◆ Required task:
Quote the line containing "Would you please place a dot on the white fence" and all lines that follow it in the listing below, exactly as written.

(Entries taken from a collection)
________
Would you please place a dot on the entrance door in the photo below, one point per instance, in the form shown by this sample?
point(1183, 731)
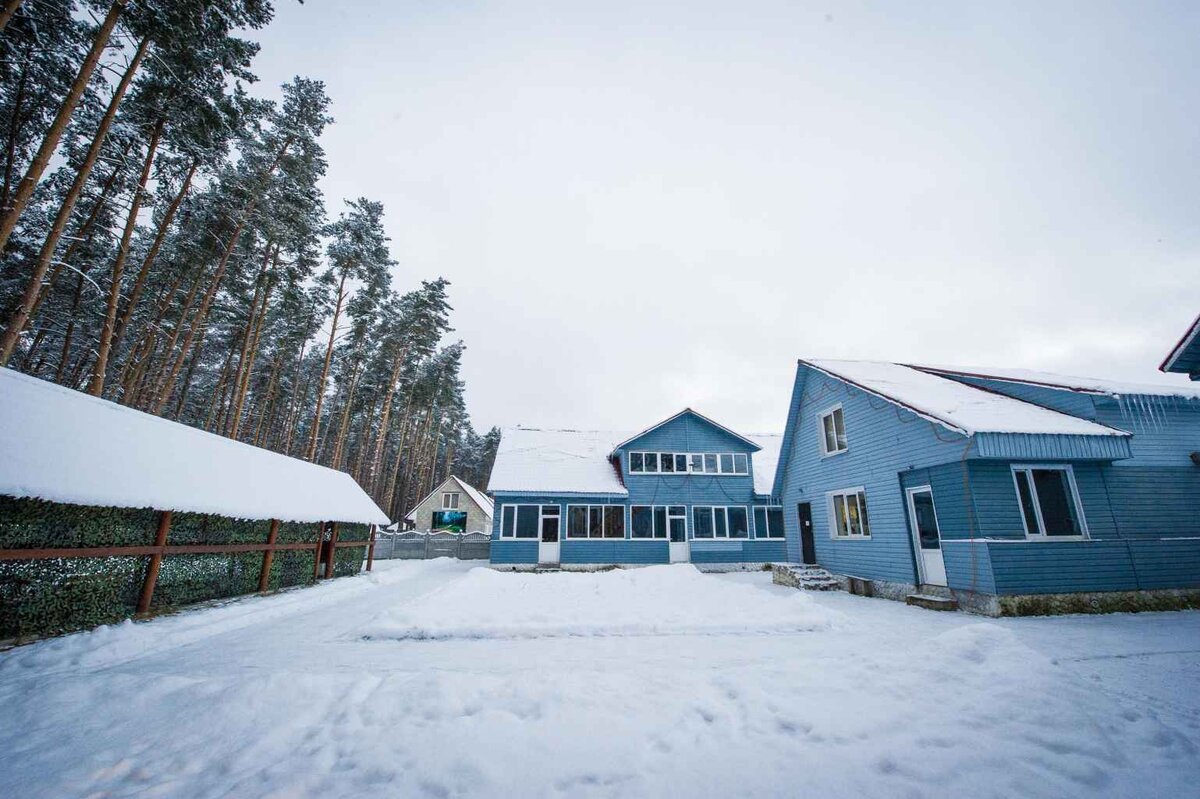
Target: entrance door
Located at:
point(808, 544)
point(547, 546)
point(677, 529)
point(927, 538)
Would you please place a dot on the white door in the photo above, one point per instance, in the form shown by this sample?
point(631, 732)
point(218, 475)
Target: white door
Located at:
point(925, 536)
point(549, 527)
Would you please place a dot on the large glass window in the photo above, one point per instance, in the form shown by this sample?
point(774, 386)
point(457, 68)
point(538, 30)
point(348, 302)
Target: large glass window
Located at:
point(520, 521)
point(847, 514)
point(1049, 502)
point(595, 522)
point(768, 522)
point(833, 431)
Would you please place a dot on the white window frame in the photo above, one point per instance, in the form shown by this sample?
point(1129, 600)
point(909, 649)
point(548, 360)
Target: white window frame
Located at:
point(766, 518)
point(725, 510)
point(604, 520)
point(821, 433)
point(865, 526)
point(516, 508)
point(1039, 534)
point(689, 463)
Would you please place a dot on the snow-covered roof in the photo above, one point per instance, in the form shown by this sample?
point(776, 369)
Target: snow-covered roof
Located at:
point(66, 446)
point(766, 461)
point(1071, 383)
point(672, 418)
point(1185, 356)
point(477, 496)
point(957, 406)
point(573, 461)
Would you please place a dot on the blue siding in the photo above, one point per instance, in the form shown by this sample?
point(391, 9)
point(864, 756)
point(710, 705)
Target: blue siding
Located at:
point(613, 552)
point(883, 440)
point(1143, 511)
point(969, 566)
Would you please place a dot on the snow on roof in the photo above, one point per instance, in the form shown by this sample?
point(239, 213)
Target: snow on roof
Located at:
point(672, 418)
point(1085, 385)
point(957, 406)
point(477, 496)
point(573, 461)
point(766, 461)
point(66, 446)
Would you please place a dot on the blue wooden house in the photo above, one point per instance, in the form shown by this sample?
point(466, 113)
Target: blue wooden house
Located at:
point(684, 490)
point(1013, 492)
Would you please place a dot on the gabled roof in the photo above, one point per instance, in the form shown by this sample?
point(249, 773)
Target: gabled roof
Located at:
point(483, 500)
point(66, 446)
point(957, 406)
point(567, 461)
point(1098, 386)
point(753, 445)
point(1186, 355)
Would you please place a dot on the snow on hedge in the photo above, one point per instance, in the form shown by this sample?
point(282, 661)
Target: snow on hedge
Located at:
point(958, 406)
point(655, 600)
point(66, 446)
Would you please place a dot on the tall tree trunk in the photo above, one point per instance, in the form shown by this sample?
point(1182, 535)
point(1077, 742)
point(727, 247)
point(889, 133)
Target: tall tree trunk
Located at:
point(51, 140)
point(263, 287)
point(82, 234)
point(7, 11)
point(324, 372)
point(18, 101)
point(151, 254)
point(123, 251)
point(207, 301)
point(21, 314)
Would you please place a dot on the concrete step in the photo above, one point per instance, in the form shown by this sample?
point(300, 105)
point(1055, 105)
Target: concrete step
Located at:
point(810, 578)
point(931, 602)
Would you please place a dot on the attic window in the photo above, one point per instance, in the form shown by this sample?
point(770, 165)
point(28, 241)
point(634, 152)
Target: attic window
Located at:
point(833, 431)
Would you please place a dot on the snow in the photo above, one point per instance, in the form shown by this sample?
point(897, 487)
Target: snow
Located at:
point(286, 696)
point(1090, 385)
point(489, 604)
point(449, 484)
point(531, 460)
point(574, 461)
point(66, 446)
point(954, 404)
point(766, 462)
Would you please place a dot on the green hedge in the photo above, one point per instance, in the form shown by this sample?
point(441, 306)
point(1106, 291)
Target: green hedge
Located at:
point(49, 596)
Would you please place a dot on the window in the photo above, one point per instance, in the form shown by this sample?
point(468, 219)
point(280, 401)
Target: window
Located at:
point(768, 522)
point(689, 463)
point(833, 431)
point(1049, 502)
point(719, 522)
point(595, 521)
point(520, 521)
point(847, 514)
point(659, 522)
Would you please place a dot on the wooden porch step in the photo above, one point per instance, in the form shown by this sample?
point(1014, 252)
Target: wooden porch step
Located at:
point(931, 602)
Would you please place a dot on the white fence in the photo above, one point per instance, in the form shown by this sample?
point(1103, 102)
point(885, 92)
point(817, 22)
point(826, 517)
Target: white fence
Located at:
point(415, 545)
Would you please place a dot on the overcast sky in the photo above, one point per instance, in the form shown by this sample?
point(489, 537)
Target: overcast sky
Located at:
point(648, 205)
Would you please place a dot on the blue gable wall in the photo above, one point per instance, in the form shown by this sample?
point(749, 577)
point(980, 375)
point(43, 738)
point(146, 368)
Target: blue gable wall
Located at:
point(883, 440)
point(1143, 512)
point(684, 433)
________
◆ The completed task:
Would you please place a dot on the white fence in the photo above, one point per instance, in the form shown by this sample?
point(1103, 102)
point(885, 92)
point(817, 22)
point(826, 517)
Target: white fence
Located at:
point(415, 545)
Would you please place a dot on the overcast sky in the photo above, one point per instance, in the form shown by this sample?
point(489, 537)
Target: overcast sky
Located at:
point(648, 205)
Would you please place a dot on the blue gable wall in the photo above, one point per instance, in the form shown by this sample?
point(749, 577)
point(980, 375)
point(43, 738)
point(146, 368)
Target: blue gable wall
Located at:
point(883, 440)
point(1143, 512)
point(684, 433)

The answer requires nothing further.